Soal Tugas 1
Tulis ulang persis kata demi kata semua isi tulisan tentang status "cuma teman" itu, dari "Oleh : Nofan" terus sampai "kata ‘cuma teman’.".

“Bukan Pacaran,Tapi kog Baperan: Ketika Zina Hati Dibenarkan oleh Status ‘Cuma Teman’..”

Oleh : Nofan Alfandi*

“Udah bilang cuma teman, nggak ada status apa-apa, tapi kok hati paling cepat baper? Jangan-jangan yang kamu jaga bukan jarak, tapi nafsu yang kamu bungkus dengan kata ‘sekadar perhatian’.”

“Kita cuma temenan, kok.” Kalimat yang sering banget kita dengar di lingkungan kampus. Kelas bareng, nugas bareng, dan pulang bareng, tapi katanya bukan pacaran. Scroll chat isinya dia semua. Nungguin story dia kayak nungguin dosen masuk kelas. Nggak ada status, tapi kalau dia jalan sama orang lain, bawaannya pengin ngilang dari peradaban.

Kita pikir hubungan ini aman karena labelnya “teman”, padahal hati udah main perasaan jauh-jauh hari. Dan yang lebih ngeri, kita mulai nyaman dalam hubungan yang nggak jelas arah dan batasannya tanpa sadar, hati sudah melangkah ke arah yang salah: zina hati, yang dibungkus rapi pakai kata ‘cuma teman’.

Cuplikan Baris

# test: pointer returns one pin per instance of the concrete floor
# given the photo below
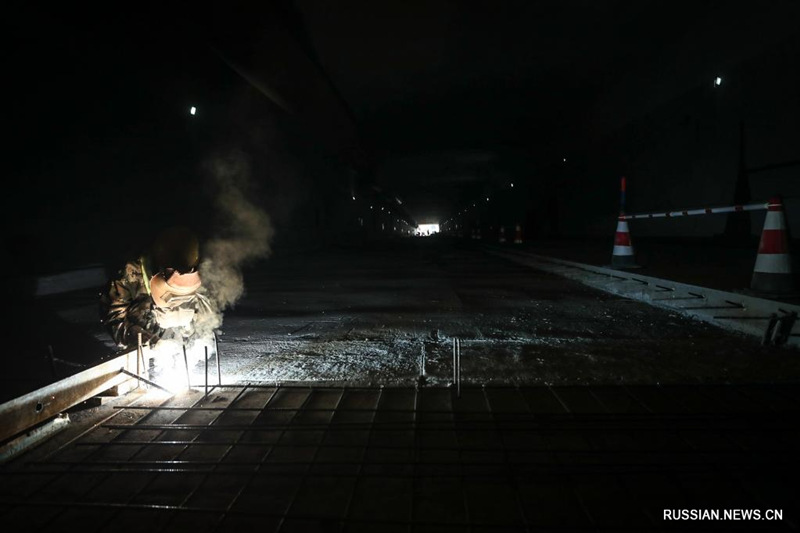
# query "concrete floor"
(578, 411)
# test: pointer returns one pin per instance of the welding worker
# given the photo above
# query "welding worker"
(157, 294)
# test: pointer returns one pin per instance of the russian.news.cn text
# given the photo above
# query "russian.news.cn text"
(723, 514)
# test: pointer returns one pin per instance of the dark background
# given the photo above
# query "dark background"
(421, 107)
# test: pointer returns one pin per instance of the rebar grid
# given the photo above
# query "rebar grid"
(509, 419)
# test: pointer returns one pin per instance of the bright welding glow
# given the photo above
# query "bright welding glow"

Soal Tugas 2
Susun ulang menjadi daftar bernomor semua baris data, dari baris yang memuat "the russian.news.cn text" terus sampai baris terakhir data, kedua ujungnya ikut dihitung. Baris kosong tidak usah dimasukkan.

Jawaban Tugas 1
Oleh : Nofan Alfandi*

“Udah bilang cuma teman, nggak ada status apa-apa, tapi kok hati paling cepat baper? Jangan-jangan yang kamu jaga bukan jarak, tapi nafsu yang kamu bungkus dengan kata ‘sekadar perhatian’.”

“Kita cuma temenan, kok.” Kalimat yang sering banget kita dengar di lingkungan kampus. Kelas bareng, nugas bareng, dan pulang bareng, tapi katanya bukan pacaran. Scroll chat isinya dia semua. Nungguin story dia kayak nungguin dosen masuk kelas. Nggak ada status, tapi kalau dia jalan sama orang lain, bawaannya pengin ngilang dari peradaban.

Kita pikir hubungan ini aman karena labelnya “teman”, padahal hati udah main perasaan jauh-jauh hari. Dan yang lebih ngeri, kita mulai nyaman dalam hubungan yang nggak jelas arah dan batasannya tanpa sadar, hati sudah melangkah ke arah yang salah: zina hati, yang dibungkus rapi pakai kata ‘cuma teman’.

Jawaban Tugas 2
1. # test: pointer returns one pin per instance of the russian.news.cn text
2. # given the photo above
3. # query "russian.news.cn text"
4. (723, 514)
5. # test: pointer returns one pin per instance of the dark background
6. # given the photo above
7. # query "dark background"
8. (421, 107)
9. # test: pointer returns one pin per instance of the rebar grid
10. # given the photo above
11. # query "rebar grid"
12. (509, 419)
13. # test: pointer returns one pin per instance of the bright welding glow
14. # given the photo above
15. # query "bright welding glow"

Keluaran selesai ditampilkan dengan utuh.